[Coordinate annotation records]
┏━━

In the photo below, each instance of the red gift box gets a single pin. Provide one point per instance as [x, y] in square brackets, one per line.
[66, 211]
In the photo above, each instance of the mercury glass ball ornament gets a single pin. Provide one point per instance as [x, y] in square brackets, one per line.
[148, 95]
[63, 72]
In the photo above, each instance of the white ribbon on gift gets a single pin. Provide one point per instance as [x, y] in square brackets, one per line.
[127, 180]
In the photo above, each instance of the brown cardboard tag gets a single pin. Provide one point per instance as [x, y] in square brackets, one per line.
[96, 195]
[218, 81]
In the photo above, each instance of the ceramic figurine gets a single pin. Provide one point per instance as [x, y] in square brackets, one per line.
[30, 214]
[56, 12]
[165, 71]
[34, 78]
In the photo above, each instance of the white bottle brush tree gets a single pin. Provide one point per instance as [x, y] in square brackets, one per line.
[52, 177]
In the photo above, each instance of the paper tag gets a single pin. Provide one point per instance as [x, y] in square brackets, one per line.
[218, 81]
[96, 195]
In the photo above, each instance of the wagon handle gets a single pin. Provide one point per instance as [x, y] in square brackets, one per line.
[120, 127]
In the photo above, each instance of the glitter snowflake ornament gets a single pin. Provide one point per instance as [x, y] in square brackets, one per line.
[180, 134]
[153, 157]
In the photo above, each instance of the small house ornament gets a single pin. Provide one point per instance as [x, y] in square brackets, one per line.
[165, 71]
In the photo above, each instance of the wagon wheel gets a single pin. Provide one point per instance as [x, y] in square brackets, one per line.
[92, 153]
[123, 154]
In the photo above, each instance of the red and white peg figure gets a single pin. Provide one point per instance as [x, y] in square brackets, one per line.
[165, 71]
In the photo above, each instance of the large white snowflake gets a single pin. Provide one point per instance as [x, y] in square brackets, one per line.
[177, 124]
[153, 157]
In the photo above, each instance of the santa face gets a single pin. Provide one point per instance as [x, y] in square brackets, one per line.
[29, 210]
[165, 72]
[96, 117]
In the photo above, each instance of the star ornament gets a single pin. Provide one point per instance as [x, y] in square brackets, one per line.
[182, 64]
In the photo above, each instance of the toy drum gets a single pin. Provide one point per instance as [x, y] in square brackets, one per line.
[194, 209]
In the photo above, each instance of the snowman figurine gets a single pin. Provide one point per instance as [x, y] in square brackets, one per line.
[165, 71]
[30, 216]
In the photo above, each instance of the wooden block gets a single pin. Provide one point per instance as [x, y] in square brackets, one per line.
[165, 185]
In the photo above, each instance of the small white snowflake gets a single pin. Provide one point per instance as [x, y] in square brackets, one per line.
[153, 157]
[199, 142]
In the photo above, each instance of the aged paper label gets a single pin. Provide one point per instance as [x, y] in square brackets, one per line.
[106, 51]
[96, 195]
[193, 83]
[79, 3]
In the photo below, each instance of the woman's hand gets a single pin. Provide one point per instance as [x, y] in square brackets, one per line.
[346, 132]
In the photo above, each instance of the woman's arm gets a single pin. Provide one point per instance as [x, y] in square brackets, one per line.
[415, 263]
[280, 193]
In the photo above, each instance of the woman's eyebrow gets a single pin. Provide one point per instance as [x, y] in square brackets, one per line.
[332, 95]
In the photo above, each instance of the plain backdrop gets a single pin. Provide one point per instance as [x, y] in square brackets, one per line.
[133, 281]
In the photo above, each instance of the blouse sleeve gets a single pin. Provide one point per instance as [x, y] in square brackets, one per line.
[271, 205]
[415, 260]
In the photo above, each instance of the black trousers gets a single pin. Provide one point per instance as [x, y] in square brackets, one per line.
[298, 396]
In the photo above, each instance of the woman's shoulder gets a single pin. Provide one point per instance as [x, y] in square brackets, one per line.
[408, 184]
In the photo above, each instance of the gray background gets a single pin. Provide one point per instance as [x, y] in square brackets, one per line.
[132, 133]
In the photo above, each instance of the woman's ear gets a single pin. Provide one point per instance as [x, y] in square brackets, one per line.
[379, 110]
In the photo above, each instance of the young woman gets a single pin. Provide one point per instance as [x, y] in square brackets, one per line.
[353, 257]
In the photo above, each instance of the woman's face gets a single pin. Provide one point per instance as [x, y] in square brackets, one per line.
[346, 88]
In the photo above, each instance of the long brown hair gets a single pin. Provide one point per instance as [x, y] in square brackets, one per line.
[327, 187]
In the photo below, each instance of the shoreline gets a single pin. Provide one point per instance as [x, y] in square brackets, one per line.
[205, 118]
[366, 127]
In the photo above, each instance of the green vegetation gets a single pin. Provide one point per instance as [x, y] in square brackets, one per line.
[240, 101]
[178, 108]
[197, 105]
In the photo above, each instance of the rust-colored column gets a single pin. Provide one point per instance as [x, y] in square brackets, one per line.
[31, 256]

┗━━

**TO BE DONE**
Return the line that contains "In the photo above, each instance of the long" along with every line after it through the end of the entries, exactly, adding nothing.

**THE OUTPUT**
In the photo above, each instance of the long brown hair gets a single pin. Provide one point per instance as [x, y] in square brackets, one per line.
[327, 187]
In the photo below, each instance of the shoreline gets a single pin. Provide one point per instance as [x, y] in square brackets, one per line.
[205, 118]
[366, 127]
In the photo above, each instance of the green vegetation gets a single pin. Provide one point per instance as [x, y] in square brackets, one per line.
[240, 101]
[178, 108]
[197, 105]
In the photo above, each instance of the rust-colored column gets a single pin. Provide one point per instance as [x, y] in square brackets, one per line.
[31, 256]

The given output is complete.